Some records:
● ● ● ● ● ● ●
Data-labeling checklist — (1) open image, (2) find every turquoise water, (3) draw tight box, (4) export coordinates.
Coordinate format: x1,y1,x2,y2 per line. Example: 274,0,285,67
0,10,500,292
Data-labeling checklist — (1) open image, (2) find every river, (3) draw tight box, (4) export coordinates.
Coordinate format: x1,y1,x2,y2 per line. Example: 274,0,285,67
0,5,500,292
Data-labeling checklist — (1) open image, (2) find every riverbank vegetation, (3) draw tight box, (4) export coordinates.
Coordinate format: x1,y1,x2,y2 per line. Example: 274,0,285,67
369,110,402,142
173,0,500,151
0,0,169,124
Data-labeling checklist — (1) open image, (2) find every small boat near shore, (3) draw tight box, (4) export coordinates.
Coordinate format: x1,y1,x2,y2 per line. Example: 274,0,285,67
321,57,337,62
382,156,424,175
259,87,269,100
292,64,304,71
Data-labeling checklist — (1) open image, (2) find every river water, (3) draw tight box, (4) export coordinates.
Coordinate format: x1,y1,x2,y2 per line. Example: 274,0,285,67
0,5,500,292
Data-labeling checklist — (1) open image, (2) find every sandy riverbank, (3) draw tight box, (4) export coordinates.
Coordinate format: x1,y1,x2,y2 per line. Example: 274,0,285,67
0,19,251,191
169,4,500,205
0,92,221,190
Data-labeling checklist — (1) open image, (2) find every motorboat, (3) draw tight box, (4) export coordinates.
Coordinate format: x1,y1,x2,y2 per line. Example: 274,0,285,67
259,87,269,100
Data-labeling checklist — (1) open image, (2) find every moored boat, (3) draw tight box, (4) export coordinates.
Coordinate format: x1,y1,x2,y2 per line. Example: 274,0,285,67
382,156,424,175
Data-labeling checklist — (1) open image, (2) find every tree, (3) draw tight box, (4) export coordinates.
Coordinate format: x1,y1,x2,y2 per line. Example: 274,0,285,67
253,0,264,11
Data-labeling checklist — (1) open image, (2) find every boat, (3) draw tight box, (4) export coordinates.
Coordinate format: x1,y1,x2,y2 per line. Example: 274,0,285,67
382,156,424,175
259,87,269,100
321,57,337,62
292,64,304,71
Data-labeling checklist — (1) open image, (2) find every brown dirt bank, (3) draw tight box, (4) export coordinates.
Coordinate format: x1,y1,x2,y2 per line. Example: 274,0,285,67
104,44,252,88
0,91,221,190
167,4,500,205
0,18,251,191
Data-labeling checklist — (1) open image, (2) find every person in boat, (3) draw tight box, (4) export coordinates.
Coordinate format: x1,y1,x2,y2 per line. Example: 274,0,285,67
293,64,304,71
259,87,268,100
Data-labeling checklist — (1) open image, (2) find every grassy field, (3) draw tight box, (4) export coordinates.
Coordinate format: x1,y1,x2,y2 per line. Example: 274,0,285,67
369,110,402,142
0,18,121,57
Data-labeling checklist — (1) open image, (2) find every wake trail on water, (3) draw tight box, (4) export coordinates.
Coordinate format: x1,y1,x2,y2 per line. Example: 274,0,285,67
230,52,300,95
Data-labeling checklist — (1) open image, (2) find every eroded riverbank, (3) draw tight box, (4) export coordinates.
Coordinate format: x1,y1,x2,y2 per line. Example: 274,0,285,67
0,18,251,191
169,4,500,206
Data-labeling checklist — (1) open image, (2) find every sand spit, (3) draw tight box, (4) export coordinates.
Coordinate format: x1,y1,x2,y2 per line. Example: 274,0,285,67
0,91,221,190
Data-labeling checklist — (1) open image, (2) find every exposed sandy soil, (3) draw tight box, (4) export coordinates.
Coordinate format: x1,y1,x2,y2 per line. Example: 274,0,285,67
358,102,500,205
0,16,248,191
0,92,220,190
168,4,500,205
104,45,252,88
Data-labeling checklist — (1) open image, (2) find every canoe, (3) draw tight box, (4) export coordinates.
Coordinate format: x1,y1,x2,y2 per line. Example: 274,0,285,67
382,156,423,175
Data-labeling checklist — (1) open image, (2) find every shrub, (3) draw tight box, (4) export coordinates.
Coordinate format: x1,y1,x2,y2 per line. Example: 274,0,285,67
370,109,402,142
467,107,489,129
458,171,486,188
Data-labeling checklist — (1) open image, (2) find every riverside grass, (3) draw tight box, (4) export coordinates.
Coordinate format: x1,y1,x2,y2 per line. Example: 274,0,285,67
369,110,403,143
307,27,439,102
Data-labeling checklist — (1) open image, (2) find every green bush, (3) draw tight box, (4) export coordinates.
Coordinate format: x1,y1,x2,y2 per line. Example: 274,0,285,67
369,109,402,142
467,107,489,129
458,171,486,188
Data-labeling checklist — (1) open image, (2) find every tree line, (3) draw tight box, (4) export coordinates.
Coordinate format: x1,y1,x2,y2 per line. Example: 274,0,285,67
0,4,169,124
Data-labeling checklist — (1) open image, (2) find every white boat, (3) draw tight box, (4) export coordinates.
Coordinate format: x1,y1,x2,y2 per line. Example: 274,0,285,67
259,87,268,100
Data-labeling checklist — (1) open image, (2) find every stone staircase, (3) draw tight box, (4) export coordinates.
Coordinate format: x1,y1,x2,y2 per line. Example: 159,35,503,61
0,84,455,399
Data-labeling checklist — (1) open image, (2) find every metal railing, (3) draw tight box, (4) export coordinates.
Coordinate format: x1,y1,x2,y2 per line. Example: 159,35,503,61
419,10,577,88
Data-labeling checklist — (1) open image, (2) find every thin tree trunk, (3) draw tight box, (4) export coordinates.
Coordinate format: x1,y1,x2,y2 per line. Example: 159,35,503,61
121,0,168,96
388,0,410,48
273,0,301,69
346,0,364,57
● ● ● ● ● ● ●
> [DIRECTIVE] Reproduce every line of the listing from the line with "line, (3) draw tight box, (4) export coordinates." to the line with "0,4,169,124", both included, shifting each answer coordinate up by 131 and leaving the other lines as they are.

> [THE ANSWER]
Data-labeling checklist — (1) open image, (2) find every tree line, (3) draw tight box, (4) export coordinates.
Coordinate format: x1,y1,x2,y2 per line. Example: 274,0,285,67
131,135,300,255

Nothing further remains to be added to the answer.